- Page text -
/---
Review: kajkyt - II

II achieves a really strategic form of intimidation, like a cluster of concrete pillars sparingly arranged so as to block out the entirety of the sun’s circadian trajectory. I’m reminded of Godflesh for the record’s repressed violence; the sense of the seething unspoken, reduced to internalised revolts against the clinical, apathetic dominance of machine and routine process. The drum programming is particularly menacing; blows of iron hammers and bass drums echo immaculately against vertical surfaces, remaining dynamically unresponsive to the swooping overheard feedback and hushed voices of dual ritual.
\---
- Data shown -
/---
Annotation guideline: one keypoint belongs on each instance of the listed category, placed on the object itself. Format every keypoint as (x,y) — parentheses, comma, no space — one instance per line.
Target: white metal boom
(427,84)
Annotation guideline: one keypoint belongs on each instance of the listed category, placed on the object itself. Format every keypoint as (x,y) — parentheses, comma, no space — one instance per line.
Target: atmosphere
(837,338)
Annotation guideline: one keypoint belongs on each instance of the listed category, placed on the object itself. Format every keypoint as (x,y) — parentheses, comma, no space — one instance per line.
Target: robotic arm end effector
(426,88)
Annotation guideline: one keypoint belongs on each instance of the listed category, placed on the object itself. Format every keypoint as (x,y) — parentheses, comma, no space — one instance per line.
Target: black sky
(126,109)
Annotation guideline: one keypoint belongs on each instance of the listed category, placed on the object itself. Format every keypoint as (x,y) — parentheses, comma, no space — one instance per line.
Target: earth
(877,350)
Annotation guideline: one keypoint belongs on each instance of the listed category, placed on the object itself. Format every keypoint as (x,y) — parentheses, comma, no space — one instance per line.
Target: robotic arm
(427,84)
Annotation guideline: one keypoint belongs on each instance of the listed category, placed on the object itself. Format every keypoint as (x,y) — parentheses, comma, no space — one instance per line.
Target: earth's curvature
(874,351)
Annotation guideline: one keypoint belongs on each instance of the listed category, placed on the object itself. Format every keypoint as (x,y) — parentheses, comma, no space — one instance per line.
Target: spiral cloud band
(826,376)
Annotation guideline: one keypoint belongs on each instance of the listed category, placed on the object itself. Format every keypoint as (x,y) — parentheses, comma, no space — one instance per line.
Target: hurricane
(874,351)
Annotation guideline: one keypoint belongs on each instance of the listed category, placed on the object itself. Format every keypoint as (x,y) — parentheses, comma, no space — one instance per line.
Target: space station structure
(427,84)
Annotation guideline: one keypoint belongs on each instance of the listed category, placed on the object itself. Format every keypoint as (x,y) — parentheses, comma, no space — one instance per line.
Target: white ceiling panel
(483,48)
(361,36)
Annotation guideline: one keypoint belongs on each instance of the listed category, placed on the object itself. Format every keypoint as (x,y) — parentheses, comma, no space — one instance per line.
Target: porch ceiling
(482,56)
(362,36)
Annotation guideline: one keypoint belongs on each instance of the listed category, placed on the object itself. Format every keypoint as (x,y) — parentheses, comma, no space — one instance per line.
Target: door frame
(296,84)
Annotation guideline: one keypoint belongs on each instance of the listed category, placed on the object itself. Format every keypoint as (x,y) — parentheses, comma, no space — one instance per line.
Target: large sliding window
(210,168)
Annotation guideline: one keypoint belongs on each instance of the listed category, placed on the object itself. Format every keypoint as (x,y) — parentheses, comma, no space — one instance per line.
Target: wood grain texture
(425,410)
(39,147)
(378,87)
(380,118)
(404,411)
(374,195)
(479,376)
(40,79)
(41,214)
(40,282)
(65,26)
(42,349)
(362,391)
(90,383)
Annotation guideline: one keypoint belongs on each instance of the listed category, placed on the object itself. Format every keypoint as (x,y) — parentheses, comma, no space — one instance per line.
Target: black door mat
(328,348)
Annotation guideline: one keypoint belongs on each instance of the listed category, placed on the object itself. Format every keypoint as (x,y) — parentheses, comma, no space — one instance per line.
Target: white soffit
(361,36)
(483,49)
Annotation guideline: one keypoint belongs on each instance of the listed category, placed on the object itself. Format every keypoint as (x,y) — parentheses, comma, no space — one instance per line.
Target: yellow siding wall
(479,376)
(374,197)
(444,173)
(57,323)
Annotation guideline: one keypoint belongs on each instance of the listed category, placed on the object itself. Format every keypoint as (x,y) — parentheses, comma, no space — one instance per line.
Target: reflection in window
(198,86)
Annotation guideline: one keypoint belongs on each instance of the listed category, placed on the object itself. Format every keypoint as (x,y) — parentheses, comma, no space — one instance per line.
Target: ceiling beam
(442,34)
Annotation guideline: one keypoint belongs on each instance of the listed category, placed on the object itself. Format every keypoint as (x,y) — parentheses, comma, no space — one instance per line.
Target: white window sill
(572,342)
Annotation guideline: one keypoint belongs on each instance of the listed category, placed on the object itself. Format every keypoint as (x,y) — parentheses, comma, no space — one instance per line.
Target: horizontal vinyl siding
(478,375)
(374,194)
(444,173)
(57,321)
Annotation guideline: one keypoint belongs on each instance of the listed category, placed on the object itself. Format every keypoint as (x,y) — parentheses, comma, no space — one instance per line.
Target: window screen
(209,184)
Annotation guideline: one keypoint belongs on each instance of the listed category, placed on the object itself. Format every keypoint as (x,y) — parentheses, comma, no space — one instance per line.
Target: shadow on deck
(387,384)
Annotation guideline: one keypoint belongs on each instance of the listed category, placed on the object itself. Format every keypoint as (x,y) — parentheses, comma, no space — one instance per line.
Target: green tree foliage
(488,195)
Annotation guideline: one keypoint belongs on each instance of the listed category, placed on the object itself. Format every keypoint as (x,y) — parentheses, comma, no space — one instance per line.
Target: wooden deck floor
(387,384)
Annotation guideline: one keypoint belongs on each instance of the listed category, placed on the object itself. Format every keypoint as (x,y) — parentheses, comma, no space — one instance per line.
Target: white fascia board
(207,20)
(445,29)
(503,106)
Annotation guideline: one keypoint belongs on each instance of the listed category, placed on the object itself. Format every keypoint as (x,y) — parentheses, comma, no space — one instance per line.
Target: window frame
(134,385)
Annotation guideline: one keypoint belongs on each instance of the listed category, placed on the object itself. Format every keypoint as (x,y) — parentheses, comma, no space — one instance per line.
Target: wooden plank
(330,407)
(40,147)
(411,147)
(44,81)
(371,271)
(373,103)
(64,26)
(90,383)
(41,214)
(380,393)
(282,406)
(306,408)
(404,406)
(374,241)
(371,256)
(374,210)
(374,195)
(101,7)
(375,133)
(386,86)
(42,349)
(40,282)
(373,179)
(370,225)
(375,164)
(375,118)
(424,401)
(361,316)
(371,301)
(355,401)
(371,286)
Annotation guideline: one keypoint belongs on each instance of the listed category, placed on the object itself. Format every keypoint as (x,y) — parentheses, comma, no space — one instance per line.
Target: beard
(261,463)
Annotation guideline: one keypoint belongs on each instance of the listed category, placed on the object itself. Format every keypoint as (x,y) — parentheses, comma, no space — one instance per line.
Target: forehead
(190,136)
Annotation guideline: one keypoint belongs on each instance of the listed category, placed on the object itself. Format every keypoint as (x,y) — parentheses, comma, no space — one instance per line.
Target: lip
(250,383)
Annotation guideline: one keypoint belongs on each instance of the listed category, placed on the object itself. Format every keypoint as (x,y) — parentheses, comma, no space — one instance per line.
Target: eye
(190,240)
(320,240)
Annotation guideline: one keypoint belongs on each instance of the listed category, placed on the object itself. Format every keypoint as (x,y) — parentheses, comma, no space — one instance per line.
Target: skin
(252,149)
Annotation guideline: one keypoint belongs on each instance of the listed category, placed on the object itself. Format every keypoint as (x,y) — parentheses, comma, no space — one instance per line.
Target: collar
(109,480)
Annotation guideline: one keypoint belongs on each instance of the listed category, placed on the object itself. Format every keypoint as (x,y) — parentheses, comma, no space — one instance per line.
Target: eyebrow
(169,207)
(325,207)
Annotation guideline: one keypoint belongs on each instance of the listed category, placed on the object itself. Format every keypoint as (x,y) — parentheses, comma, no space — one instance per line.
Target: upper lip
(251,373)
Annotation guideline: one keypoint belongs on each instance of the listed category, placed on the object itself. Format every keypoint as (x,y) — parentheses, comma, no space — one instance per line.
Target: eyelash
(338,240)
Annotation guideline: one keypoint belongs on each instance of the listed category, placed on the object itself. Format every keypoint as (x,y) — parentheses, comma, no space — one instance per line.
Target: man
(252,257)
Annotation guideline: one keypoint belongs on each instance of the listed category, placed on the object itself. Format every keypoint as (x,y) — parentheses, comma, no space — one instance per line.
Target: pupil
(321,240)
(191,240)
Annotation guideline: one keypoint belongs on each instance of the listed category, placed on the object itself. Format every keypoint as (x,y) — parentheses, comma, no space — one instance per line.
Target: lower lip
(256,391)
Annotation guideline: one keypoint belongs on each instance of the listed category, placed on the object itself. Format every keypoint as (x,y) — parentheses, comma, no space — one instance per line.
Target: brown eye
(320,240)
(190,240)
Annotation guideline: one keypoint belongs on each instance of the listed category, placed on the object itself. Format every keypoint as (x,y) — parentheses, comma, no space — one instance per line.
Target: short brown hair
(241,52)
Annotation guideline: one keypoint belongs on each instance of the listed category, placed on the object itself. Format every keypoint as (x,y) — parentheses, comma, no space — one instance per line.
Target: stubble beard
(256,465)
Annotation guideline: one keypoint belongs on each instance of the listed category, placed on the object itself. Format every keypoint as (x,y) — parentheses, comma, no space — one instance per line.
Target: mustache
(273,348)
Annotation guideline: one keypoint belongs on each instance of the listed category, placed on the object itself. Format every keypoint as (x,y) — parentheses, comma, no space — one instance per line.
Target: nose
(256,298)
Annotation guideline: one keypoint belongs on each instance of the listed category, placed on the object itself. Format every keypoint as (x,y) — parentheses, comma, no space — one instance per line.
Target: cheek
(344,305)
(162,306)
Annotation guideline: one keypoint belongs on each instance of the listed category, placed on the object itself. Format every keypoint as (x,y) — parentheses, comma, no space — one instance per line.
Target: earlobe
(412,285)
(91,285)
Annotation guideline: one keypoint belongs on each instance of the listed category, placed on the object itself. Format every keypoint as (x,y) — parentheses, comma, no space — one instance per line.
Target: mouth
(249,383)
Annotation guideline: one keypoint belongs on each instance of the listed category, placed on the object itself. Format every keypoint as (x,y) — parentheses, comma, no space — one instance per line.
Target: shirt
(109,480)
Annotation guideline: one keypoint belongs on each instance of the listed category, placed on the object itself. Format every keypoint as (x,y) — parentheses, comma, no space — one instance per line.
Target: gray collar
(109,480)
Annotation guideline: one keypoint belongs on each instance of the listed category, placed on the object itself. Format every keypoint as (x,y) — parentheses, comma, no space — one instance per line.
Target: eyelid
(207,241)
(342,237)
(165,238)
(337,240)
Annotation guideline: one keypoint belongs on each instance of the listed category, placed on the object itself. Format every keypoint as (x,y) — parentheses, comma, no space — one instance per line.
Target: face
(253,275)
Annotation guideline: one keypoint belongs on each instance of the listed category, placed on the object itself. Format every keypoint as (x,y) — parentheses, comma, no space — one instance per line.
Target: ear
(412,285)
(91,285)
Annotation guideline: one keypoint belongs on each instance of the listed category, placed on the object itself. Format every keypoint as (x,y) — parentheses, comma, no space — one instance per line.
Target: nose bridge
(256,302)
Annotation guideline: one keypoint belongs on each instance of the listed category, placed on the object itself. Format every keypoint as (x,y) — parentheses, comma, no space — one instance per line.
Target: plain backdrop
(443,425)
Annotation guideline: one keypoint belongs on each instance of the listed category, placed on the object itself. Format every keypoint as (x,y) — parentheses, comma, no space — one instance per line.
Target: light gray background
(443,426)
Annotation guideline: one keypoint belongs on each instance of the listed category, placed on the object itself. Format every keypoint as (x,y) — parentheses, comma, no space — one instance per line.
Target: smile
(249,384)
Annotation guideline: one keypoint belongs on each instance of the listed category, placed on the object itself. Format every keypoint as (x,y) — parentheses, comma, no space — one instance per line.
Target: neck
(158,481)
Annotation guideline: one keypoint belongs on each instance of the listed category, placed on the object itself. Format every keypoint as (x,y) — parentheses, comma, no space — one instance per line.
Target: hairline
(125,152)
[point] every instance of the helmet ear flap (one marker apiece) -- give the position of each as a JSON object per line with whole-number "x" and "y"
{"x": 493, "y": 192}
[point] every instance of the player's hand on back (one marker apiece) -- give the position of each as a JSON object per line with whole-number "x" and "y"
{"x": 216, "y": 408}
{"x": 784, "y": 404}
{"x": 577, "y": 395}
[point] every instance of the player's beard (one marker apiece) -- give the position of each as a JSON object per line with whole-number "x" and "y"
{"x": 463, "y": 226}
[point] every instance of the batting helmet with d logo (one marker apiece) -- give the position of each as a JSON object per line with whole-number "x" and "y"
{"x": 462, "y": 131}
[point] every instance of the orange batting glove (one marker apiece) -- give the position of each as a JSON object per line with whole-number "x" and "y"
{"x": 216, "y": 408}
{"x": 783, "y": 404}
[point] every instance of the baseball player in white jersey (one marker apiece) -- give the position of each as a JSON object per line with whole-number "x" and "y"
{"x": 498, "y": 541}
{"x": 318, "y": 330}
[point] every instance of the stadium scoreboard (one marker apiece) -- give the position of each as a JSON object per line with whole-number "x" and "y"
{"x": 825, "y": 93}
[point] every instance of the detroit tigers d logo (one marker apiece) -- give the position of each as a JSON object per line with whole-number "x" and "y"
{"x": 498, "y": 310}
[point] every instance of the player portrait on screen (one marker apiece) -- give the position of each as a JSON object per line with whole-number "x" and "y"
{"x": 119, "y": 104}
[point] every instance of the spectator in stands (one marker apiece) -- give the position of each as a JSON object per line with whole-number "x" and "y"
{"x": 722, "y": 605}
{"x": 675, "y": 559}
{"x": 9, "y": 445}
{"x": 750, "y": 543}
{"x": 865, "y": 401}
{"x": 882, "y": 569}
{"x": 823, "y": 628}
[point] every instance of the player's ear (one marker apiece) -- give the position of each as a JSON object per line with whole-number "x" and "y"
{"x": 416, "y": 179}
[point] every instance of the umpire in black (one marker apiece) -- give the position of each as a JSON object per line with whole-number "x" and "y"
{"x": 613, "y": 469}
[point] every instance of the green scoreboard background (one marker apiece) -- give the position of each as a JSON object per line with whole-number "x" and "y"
\---
- Instructions -
1. Which band does the review of kajkyt's II say it is reminded of because of the record's repressed violence?
2. From the review of kajkyt's II, copy the passage that begins at the words "Review: kajkyt - II" and stops after "of dual ritual.".
3. Carry on the review of kajkyt's II from its last sentence.

- Results of the exercise -
1. Godflesh.

2.
Review: kajkyt - II

II achieves a really strategic form of intimidation, like a cluster of concrete pillars sparingly arranged so as to block out the entirety of the sun’s circadian trajectory. I’m reminded of Godflesh for the record’s repressed violence; the sense of the seething unspoken, reduced to internalised revolts against the clinical, apathetic dominance of machine and routine process. The drum programming is particularly menacing; blows of iron hammers and bass drums echo immaculately against vertical surfaces, remaining dynamically unresponsive to the swooping overheard feedback and hushed voices of dual ritual.

3.
There is a tension caused by the emotion bubbling beneath the grey, and II smacks of a cathartic prelude. While the band’s sound is most prominently synonymous with the circular monotony of the production line, there is also a subtle allusion to spiritual arousal in the persistent bore of repetition – a strange inversion of numbing labour into a transcendence of industrial worship, in a strange, meditative enactment of John Cage’s suggestion: “if something is boring for two minutes, try it for four”. I am unfeeling toward the bass loops in their early stages – which crawl between the bars like angular, attack-devoid slugs – but by the power of loop they gain significance and visceral connection; I feel as though my pulse and breathing align with the rhythms that assert themselves over and over, turning my organs into an extension of kajkyt’s unending machine.